**Exercise instructions:** In the entries below, how many lines contain the word "turquoise"? State the number and nothing more.

(Records excerpted from a collection)

Start of Block

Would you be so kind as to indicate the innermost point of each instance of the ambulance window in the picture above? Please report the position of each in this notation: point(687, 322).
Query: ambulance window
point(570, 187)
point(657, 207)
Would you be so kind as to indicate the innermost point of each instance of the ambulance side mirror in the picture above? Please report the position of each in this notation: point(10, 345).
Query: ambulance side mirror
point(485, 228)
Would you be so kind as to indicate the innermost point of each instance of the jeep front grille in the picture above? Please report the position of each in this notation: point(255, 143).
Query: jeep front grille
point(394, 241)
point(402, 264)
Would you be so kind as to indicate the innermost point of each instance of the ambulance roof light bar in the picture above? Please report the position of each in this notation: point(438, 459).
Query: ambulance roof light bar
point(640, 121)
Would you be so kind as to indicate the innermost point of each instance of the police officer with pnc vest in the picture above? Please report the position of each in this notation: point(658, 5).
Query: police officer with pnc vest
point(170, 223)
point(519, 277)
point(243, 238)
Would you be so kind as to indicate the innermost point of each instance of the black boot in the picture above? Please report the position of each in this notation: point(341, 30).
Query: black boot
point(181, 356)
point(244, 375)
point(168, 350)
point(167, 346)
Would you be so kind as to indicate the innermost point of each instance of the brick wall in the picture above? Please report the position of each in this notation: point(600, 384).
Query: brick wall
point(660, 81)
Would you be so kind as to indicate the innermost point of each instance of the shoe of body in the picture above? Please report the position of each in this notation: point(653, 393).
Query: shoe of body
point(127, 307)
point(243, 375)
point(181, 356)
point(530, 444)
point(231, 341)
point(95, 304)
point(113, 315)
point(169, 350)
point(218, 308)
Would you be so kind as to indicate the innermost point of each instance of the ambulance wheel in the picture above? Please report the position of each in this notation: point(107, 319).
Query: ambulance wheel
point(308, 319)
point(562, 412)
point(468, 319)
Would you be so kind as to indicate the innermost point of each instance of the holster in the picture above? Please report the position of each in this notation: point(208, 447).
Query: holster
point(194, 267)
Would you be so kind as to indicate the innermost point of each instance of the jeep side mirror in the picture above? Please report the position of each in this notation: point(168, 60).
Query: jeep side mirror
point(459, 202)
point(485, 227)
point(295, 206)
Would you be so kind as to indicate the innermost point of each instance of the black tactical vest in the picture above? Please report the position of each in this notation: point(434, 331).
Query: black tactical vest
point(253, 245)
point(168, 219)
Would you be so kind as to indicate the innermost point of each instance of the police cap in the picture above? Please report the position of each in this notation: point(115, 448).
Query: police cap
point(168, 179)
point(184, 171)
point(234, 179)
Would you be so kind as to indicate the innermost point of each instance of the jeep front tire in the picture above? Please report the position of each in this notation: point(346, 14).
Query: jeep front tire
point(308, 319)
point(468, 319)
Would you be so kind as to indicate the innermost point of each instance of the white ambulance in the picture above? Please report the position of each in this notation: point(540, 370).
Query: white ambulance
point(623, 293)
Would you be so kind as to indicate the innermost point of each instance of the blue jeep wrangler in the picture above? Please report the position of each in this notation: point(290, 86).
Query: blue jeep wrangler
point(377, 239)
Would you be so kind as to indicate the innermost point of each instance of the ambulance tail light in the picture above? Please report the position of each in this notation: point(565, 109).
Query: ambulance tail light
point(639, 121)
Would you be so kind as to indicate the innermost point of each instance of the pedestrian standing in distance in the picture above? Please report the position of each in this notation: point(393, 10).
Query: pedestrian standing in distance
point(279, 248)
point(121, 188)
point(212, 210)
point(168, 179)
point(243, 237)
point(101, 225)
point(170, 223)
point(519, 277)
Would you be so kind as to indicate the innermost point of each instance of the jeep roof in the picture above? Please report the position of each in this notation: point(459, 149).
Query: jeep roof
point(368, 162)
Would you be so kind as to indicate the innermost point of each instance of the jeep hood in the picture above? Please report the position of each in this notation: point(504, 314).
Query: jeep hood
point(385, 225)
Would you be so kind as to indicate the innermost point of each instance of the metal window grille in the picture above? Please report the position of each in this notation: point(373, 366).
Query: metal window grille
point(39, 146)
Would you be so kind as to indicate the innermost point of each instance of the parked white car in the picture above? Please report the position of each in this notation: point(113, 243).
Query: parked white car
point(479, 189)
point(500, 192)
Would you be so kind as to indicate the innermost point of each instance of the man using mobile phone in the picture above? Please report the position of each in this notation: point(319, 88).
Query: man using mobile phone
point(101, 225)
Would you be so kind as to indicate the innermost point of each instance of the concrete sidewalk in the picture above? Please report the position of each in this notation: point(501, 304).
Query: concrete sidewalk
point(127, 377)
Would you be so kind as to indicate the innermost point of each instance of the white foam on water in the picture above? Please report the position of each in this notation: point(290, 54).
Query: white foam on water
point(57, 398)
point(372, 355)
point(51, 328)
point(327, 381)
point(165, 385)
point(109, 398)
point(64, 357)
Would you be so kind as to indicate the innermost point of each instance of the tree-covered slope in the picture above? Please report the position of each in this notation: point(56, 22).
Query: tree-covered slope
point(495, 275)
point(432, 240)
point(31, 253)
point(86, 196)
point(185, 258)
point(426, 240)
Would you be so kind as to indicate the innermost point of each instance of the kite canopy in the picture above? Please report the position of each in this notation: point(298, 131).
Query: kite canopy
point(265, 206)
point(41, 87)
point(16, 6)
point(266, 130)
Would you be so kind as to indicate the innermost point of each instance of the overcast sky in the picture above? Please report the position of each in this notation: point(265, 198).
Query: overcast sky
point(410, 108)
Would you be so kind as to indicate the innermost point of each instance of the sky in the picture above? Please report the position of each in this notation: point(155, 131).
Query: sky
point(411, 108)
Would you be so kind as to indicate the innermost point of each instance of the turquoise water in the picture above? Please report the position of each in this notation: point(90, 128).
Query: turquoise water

End of Block

**Exercise response:** 2